▶ **PENGGALAN TEKS**
Kaharingan dan suku Dayak di Kalimantan adalah satu kesatuan yang tak dipisahkan. Menurut orang Dayak, agama Kaharingan telah ada sejak awal penciptaan. Sejak Ranying Hatalla Langit (Tuhan Yang Maha Esa) menciptakan alam semesta.
Penulis: Antonius Eko
Editor:

Kaharingan dan suku Dayak di Kalimantan adalah satu kesatuan yang tak dipisahkan. Menurut orang Dayak, agama Kaharingan telah ada sejak awal penciptaan. Sejak Ranying Hatalla Langit (Tuhan Yang Maha Esa) menciptakan alam semesta.
Bagi mereka, Kaharingan sudah ada beribu-ribu tahun sebelum masuknya Hindu, Budha, Islam dan Kristen. Istilah Kaharingan artinya tumbuh atau hidup, seperti dalam istilah danum kaharingan (air kehidupan), maksudnya agama suku atau kepercayaan yang hidup dan tumbuh secara turun temurun dan dihayati oleh masyarakat Dayak di Kalimantan.
Pengurus Aliansi Masyarakat Adat Nusantara (AMAN) Kalimantan Timur Margaretha Setting menuturkan Kaharingan diyakini oleh masyarakat Dayak di Kalimantan Selatan, Tengah dan Timur.
“Mereka menggambarkan keyakinan ini dalam upacara-upacara atau ritual penghormatan terhadap leluhur, alam maupun roh yang maha tinggi. Kalau menurut saya itu adalah Tuhan dalam bentuk dan pemahaman yang berbeda,” ungkap Margaretha.
Keselarasan Dengan Agama Baru
Datangnya agama-agama baru membuat Kaharingan dipandang sebagai agama lama, agama kuno atau agama nenek moyang. Meski demikian, penganut Kaharingan merasa tak disaingi oleh agama-agama baru tersebut.
Kata Margaretha, masyarakat Dayak punya pengalaman religius tersendiri pada Sang Pencipta. Semua orang, tambahnya, mendapat pengalaman yang berbeda dalam memahami Tuhannya. Itulah yang dialami orang Kaharingan. Jadi mereka memahami Tuhannya sebagai alam, lingkungan dan tindakan-tindakan baik terhadap sesamanya. Itulah sebabnya pada awalnya keyakinan Kaharingan bisa sejalan dengan agama-agama lain.

▶ **CUPLIKAN DATA**
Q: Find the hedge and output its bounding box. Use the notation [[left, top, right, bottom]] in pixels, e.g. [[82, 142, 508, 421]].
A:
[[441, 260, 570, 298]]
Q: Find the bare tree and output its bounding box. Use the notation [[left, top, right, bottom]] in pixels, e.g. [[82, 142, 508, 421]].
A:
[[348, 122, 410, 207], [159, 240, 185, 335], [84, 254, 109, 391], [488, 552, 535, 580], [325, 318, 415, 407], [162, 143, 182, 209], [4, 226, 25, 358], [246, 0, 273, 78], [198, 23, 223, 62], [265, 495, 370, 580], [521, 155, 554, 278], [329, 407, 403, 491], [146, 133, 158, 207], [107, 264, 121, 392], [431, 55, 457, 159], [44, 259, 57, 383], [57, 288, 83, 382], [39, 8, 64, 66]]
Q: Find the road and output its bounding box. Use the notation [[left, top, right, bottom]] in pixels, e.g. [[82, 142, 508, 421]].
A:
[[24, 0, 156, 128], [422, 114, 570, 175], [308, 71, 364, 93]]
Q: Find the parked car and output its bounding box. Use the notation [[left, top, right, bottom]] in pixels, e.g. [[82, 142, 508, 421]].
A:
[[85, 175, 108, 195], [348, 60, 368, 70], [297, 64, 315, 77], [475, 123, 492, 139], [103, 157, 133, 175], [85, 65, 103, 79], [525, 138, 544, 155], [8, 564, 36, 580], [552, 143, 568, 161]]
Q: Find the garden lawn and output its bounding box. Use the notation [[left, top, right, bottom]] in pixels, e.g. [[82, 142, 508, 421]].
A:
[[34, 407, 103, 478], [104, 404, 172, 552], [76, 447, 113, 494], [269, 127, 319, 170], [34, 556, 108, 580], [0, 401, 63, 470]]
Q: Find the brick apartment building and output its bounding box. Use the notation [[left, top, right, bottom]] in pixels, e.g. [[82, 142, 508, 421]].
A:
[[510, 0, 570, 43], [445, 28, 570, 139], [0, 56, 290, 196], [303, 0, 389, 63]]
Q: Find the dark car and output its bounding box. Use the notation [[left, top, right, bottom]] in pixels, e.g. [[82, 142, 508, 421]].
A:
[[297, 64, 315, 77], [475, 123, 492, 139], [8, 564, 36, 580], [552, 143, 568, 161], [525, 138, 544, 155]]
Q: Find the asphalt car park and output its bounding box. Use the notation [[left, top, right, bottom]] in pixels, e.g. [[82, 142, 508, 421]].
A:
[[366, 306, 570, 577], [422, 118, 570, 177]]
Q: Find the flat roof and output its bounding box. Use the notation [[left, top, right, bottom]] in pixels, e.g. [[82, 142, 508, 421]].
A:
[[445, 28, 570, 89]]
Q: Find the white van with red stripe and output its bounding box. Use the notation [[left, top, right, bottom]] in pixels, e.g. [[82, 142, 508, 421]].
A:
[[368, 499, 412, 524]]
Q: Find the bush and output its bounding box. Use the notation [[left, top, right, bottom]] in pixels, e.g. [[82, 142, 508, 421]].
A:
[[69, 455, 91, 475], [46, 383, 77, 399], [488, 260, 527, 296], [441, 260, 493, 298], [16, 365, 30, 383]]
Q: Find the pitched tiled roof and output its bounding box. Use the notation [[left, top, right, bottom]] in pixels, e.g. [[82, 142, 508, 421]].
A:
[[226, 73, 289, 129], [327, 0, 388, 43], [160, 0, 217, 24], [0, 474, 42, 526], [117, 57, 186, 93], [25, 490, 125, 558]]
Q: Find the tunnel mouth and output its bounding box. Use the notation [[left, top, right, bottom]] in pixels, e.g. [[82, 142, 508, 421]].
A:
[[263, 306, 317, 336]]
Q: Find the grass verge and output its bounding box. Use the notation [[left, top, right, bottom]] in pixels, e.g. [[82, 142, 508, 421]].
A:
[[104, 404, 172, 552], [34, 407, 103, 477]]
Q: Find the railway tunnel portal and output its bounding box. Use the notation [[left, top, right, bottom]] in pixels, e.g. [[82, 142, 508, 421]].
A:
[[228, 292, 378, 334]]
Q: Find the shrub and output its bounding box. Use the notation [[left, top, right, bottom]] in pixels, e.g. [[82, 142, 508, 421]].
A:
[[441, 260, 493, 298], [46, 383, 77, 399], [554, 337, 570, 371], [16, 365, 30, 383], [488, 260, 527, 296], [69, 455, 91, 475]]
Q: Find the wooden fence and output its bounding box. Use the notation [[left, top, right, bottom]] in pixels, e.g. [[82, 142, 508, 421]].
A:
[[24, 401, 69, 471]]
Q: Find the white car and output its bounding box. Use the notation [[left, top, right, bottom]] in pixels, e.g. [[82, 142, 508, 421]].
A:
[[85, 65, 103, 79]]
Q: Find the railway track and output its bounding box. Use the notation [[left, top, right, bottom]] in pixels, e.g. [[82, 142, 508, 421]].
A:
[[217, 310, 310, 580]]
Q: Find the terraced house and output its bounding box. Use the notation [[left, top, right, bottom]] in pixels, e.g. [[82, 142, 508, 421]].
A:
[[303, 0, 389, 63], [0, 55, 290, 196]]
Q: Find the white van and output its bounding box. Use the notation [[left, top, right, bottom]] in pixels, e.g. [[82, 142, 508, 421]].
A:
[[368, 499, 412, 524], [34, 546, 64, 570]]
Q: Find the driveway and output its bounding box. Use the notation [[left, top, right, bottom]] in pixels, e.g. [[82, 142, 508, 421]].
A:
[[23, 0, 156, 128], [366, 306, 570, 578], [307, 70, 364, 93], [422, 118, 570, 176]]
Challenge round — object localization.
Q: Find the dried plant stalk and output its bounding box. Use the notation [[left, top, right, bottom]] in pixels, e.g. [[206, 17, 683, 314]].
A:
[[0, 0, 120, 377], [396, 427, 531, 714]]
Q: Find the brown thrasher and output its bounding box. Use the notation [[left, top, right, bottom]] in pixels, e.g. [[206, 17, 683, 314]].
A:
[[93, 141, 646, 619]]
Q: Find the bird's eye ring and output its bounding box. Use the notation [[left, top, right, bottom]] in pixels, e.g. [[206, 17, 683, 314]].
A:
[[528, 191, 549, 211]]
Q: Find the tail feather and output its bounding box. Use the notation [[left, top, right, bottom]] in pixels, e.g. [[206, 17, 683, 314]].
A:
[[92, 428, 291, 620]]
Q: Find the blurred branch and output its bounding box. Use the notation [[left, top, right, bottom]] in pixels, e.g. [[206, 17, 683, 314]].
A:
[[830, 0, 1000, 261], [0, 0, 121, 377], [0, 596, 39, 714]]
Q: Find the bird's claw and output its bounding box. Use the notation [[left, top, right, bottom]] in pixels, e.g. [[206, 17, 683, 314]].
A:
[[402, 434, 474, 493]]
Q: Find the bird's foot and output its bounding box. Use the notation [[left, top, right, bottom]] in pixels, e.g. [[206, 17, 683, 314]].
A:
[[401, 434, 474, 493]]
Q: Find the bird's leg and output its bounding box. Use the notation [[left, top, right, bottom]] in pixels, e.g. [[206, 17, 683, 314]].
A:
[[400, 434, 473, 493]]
--
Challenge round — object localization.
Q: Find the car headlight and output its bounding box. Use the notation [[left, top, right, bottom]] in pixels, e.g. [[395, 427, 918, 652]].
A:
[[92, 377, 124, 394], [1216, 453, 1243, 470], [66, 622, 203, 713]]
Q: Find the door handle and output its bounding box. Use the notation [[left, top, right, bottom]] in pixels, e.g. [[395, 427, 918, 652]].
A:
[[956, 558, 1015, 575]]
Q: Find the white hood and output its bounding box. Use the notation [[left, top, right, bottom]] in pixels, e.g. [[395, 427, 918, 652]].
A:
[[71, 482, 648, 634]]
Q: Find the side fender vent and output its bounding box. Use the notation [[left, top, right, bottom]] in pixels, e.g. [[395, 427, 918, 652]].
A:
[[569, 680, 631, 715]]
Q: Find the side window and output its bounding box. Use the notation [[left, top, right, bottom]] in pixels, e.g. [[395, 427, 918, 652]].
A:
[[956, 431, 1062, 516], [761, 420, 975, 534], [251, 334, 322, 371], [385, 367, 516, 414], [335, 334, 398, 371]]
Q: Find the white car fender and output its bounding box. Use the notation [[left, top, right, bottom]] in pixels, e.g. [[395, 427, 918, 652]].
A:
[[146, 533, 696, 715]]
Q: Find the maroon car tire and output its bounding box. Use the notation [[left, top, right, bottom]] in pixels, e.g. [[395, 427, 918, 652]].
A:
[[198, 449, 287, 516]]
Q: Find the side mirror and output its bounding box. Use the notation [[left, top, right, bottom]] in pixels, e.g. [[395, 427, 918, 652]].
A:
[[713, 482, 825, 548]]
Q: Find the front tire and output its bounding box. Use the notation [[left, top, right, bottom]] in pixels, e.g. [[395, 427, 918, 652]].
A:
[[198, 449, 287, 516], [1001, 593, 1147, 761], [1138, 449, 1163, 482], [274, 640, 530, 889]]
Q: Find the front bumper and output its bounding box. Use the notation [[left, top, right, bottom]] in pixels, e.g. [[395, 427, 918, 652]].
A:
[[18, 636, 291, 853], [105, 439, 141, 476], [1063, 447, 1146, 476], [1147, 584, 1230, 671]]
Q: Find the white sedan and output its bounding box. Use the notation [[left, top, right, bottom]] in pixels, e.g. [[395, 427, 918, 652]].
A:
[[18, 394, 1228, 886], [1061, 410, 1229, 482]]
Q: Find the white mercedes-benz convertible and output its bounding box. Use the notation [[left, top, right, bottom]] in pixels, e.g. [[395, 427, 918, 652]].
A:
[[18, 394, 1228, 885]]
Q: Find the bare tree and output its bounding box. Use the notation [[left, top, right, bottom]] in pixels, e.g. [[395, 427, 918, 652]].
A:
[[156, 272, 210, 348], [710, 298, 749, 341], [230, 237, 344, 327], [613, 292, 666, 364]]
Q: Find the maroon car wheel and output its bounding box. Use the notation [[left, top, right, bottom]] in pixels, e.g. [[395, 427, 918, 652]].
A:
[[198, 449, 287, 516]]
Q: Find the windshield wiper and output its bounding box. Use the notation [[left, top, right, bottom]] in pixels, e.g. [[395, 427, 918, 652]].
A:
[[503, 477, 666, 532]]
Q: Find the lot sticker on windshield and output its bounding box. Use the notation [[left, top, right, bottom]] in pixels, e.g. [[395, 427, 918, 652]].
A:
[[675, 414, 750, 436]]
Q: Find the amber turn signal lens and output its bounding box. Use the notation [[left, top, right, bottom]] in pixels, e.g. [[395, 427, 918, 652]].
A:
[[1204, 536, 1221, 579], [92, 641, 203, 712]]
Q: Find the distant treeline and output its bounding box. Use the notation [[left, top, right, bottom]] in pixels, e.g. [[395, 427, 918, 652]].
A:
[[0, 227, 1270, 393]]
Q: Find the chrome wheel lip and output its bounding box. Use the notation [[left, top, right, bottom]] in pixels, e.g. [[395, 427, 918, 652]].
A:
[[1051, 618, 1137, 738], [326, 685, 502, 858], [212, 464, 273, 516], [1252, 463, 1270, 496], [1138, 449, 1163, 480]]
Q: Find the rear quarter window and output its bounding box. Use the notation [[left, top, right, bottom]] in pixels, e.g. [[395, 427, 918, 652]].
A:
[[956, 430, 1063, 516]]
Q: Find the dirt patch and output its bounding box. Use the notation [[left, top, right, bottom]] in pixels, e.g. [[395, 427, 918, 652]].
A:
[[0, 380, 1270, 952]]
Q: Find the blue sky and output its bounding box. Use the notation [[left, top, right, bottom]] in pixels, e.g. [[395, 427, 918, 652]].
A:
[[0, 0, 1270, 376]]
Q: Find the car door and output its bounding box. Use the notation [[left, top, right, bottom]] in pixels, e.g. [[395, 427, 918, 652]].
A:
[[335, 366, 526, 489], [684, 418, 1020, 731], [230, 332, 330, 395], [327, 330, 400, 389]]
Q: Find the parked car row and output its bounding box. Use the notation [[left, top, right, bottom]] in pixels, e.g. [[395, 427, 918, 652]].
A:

▶ **TUJUAN A**
Ubah bagian teks tentang Kaharingan mulai dari "Kata Margaretha, masyarakat" dan terus sampai "dengan agama-agama lain." dengan mengganti "Sang Pencipta" menjadi "Sang Khalik", lalu tuliskan bagian itu.
▶ **TUJUAN B**
Lanjutkan teks tentang Kaharingan setelah kalimat terakhirnya.

▶ **JAWABAN A**
Kata Margaretha, masyarakat Dayak punya pengalaman religius tersendiri pada Sang Khalik. Semua orang, tambahnya, mendapat pengalaman yang berbeda dalam memahami Tuhannya. Itulah yang dialami orang Kaharingan. Jadi mereka memahami Tuhannya sebagai alam, lingkungan dan tindakan-tindakan baik terhadap sesamanya. Itulah sebabnya pada awalnya keyakinan Kaharingan bisa sejalan dengan agama-agama lain.

▶ **JAWABAN B**
“Agama asli dimana pun, penghormatan terhadap Sang Khalik begitu tinggi. Masyarakat adat memahami Tuhan sangat dalam. Mereka menghormati seluruh ciptaannya, salah satunya alam dan lingkungan sekitar.”
Tahun 1945, pendudukan Jepang mengajukan Kaharingan sebagai penyebutan agama Dayak. Saat itu Kaharingan mendapat penghargaan dan kedudukan yang tinggi. Bahkan untuk mencari dukungan, Jepang mengaitkan Kaharingan dengan Agama Shinto.
Kaharingan mempunyai tempat ibadah yang dinamakan Balai Basarah atau Balai Kaharingan. Kitab suci agama mereka adalah Panaturan dan dan buku-buku agama lain, seperti Talatah Basarah (Kumpulan Doa), Tawar (petunjuk tata cara meminta pertolongan Tuhan dengan upacara menabur beras), dan sebagainya.
Dekat Dengan Alam
Kedekatan dengan alam menjadi ciri paling kuat di agama-agama adat. Penganut Kaharingan tak mau membuka hutan tanpa meminta izin kepada roh-roh yang ada hutan. Hal inilah yang membuat hutan tetap terjaga keasliannya, karena mereka tak berani sembarang membabat pohon.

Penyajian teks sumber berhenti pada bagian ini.